ИСХОДНЫЙ ФРАГМЕНТ:
((
Мы говорим о локальных цветах, характерных для традиционной живописи, каковой считаем всю живопись вплоть до нетрадиционного импрессионизма. Здесь, в традиционной живописи, отдельный цвет не испытывает на себе влияния соседних цветов, хотя и вступает с ними в противоречивое единство. О бесчисленных смешениях цветов в живописи говорить в избранных нами музыкальных понятиях не представляется возможным — наш словарь беден, мы опираемся только на три точки соприкосновения музыкального и цветового ладов — соответствия, которое представляется нам объективным. Более тонкие соответствия могут быть выражены не умозрительно, но эмоционально, метафорически, поэтически. Можно отметить, например важные цветовые мотивы, которые ладовому анлизу не поддаются. Один из них — столкновение земляных коричнево охристых цветов с небесным голубым. Оно получило свое выражение уже в росписях Альтамиры и осталось существенным в последующие времена.

Причем это противостояние часто выступает и как гармоничное единство, создавая сложные, различные по характеру зеленоватые оттенки, годные для земли и для неба. Пример в пейзажном сфумато Моны Лизы, где чувствуется смешение коричневатых с голубоватыми тонов, и это типичный симбиоз.

Говоря о музыке цвета недостаточно указать на связь цвета со спектром и с музыкальной тональностью, не менее важно видеть соотношение цветов между собой, это соотношение создает свою, цветовую гамму — цветовую тональность, она и определяет колористическую функцию каждого цвета, подобно тому, как музыкальная тональность задает эмоциональную функцию каждому звуку. И хотя цвет относительно самостоятелен, все же его эмоциональная, колористическая функция, зависит от цветового окружения.

Каждая художественная школа создает свою цветовую тональность и это может быть темой фундаментального исследования. Наша задача много скромнее — бросить самый общий взгляд на проблему. В традиционной живописи цвет подчинен рисунку, то есть во многом играет роль служебную, это затрудняет разговор о музыке цвета. Исключение нужно сделать для средневекового витража, он обращен небу и земле, прихожанам одновременно, он расчленяет солнечный свет на спектральные составляющие, которые играют калейдоскопически, очень много небесно голубого. Здесь музыка цвета раскрывается вполне, соединяясь с «застывшей музыкой» готической архитектуры, с реальной церковной музыкой органа и хора.
))
[Сохраненные записи данных]
((
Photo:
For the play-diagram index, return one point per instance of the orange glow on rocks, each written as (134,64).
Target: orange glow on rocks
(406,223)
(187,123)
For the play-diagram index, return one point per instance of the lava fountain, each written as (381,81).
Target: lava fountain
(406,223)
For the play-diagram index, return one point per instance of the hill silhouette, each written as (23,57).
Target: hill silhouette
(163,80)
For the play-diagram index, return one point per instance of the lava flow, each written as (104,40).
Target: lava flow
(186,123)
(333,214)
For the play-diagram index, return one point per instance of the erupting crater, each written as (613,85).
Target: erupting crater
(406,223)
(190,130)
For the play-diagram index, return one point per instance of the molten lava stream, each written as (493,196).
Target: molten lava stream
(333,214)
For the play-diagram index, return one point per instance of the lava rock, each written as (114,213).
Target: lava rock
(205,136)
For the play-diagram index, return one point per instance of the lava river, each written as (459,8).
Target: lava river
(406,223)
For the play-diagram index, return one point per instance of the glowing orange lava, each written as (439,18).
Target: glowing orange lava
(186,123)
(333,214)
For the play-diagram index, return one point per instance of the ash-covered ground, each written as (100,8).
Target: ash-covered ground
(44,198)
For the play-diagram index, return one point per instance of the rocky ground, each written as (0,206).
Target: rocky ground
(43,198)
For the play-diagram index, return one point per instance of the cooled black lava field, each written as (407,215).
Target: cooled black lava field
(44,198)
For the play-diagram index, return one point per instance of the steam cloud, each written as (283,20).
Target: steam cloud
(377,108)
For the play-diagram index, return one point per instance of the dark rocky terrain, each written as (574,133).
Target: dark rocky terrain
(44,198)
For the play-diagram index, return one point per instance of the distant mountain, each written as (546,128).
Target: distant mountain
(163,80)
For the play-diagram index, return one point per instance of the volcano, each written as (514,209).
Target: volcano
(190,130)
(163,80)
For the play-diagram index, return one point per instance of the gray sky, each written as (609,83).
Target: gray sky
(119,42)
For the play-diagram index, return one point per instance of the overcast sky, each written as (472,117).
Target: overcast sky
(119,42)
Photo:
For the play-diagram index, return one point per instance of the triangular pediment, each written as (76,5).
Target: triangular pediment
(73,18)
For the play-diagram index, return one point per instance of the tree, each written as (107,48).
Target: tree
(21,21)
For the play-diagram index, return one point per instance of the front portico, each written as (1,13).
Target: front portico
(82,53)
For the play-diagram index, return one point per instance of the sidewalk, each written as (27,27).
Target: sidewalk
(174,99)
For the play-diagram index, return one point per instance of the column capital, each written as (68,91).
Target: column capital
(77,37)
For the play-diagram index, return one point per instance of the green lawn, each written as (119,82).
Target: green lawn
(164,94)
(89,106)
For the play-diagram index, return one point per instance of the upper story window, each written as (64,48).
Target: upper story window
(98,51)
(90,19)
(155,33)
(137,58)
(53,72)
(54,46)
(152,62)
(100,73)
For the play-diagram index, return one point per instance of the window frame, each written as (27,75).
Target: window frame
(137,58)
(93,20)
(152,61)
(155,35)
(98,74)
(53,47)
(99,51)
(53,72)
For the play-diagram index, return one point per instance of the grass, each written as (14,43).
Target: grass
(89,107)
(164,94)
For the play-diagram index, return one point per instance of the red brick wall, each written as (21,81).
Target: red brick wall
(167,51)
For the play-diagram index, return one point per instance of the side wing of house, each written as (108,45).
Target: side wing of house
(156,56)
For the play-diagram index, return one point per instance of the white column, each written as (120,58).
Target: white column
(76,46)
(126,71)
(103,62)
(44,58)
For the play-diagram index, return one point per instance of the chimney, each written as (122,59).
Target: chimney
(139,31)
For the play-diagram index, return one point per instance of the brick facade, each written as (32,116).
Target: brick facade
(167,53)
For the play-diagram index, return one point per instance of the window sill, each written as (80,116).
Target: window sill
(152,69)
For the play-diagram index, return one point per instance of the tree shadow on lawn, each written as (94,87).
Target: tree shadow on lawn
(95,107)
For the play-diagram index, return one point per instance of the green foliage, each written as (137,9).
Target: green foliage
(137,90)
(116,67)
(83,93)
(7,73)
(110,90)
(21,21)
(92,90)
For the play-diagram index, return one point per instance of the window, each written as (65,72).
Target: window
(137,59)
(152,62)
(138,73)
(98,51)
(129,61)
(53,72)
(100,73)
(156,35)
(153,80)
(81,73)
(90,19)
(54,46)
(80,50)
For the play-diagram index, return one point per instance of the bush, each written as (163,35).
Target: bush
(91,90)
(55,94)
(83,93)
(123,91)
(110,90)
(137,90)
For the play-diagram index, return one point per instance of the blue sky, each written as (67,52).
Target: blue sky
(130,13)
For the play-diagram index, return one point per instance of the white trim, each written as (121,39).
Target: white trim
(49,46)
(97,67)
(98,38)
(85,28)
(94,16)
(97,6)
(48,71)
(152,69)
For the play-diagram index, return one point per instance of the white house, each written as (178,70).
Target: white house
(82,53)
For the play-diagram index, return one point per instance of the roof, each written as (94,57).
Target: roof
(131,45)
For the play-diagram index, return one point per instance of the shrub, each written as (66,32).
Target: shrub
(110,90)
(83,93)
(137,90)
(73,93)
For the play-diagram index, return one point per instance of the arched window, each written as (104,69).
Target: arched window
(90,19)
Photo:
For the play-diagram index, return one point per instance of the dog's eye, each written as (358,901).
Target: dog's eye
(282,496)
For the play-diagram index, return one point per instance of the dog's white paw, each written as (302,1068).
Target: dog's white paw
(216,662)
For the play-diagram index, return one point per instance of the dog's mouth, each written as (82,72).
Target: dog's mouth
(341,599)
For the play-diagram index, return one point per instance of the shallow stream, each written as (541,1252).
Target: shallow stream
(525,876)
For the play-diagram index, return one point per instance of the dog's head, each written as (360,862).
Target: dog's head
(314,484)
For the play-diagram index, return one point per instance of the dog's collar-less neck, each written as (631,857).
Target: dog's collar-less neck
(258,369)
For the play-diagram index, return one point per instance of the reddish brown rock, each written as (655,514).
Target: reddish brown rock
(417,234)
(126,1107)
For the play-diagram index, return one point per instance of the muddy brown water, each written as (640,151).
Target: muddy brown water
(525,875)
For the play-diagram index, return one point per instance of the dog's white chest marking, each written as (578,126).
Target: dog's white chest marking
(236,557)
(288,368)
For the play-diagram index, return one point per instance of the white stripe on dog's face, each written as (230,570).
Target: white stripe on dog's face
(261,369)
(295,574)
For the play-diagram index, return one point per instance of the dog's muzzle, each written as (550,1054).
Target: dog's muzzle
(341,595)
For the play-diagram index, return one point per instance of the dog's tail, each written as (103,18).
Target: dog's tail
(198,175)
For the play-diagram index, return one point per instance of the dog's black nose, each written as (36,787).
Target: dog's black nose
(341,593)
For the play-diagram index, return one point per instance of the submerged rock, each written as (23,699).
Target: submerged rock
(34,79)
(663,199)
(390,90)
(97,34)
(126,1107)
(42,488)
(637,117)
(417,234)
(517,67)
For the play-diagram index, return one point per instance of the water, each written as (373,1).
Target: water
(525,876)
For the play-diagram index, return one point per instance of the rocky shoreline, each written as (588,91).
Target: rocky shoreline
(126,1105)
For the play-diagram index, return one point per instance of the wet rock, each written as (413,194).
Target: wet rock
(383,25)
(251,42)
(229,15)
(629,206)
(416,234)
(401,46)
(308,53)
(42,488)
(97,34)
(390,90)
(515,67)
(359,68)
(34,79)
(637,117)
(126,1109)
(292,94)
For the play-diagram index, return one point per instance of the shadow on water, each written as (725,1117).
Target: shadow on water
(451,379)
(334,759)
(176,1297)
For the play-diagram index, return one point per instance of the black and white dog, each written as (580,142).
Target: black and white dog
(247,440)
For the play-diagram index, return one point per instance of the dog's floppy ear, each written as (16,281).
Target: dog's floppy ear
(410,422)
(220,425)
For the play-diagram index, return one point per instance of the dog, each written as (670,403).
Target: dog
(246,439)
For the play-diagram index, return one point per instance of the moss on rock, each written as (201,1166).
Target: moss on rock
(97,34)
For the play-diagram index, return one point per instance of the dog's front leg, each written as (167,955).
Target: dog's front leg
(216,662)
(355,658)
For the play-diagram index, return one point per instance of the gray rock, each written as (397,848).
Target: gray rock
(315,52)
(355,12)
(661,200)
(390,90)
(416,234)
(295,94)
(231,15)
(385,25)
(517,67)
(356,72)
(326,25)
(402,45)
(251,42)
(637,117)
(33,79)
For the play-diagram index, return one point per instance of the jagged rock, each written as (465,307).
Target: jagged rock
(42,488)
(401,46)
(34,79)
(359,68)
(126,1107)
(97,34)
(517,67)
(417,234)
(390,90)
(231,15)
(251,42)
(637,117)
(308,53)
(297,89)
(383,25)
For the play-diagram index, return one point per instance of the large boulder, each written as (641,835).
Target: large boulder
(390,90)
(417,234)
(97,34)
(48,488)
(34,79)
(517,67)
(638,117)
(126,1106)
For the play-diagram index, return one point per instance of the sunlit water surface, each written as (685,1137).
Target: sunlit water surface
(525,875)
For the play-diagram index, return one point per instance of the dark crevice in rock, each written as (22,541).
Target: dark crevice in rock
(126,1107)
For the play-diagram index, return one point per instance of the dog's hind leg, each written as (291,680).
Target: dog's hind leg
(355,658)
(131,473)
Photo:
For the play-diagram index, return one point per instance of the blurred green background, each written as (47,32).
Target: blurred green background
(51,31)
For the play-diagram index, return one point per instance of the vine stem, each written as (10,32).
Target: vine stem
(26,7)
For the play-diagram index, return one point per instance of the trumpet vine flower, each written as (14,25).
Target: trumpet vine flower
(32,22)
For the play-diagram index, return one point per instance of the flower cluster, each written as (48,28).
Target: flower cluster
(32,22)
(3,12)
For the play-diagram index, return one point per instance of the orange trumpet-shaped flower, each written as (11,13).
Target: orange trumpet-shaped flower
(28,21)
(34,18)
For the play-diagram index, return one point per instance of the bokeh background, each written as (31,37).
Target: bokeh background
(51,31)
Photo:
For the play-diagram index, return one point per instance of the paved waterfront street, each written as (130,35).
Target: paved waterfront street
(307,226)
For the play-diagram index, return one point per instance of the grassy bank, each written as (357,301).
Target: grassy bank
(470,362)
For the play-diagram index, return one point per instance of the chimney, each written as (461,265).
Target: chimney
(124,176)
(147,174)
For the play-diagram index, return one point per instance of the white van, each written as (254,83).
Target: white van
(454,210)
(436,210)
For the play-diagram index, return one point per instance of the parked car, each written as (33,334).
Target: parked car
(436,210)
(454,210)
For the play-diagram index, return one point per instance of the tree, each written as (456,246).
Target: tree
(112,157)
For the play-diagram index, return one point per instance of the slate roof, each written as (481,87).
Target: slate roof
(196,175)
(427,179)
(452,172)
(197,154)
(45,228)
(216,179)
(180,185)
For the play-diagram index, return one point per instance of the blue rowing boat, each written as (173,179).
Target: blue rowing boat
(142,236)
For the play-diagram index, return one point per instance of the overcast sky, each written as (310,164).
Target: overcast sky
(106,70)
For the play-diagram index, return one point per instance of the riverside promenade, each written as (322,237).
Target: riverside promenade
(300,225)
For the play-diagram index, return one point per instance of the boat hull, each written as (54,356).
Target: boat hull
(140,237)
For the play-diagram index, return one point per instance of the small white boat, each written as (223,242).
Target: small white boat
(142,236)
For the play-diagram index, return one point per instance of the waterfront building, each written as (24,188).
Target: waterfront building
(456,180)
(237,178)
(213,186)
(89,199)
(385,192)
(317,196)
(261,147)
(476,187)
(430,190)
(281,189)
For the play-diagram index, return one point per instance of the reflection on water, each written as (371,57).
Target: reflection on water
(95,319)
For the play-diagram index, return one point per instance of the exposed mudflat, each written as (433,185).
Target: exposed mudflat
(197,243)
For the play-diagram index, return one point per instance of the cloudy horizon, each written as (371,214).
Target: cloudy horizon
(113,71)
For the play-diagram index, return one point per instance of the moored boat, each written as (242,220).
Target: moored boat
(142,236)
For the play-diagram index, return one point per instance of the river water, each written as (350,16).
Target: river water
))
ЗАДАНИЯ К ВЫПОЛНЕНИЮ:
A – Повторите дословно часть фрагмента о цвете в живописи, начиная со слов «Каждая художественная школа» и заканчивая словами «музыкой органа и хора.» включительно.
B – Перечислите все способы, которыми, согласно фрагменту о цвете в живописи, могут быть выражены более тонкие соответствия музыкального и цветового ладов.

ОТВЕТЫ К ЗАДАНИЯМ:
A –
Каждая художественная школа создает свою цветовую тональность и это может быть темой фундаментального исследования. Наша задача много скромнее — бросить самый общий взгляд на проблему. В традиционной живописи цвет подчинен рисунку, то есть во многом играет роль служебную, это затрудняет разговор о музыке цвета. Исключение нужно сделать для средневекового витража, он обращен небу и земле, прихожанам одновременно, он расчленяет солнечный свет на спектральные составляющие, которые играют калейдоскопически, очень много небесно голубого. Здесь музыка цвета раскрывается вполне, соединяясь с «застывшей музыкой» готической архитектуры, с реальной церковной музыкой органа и хора.

B – эмоционально, метафорически, поэтически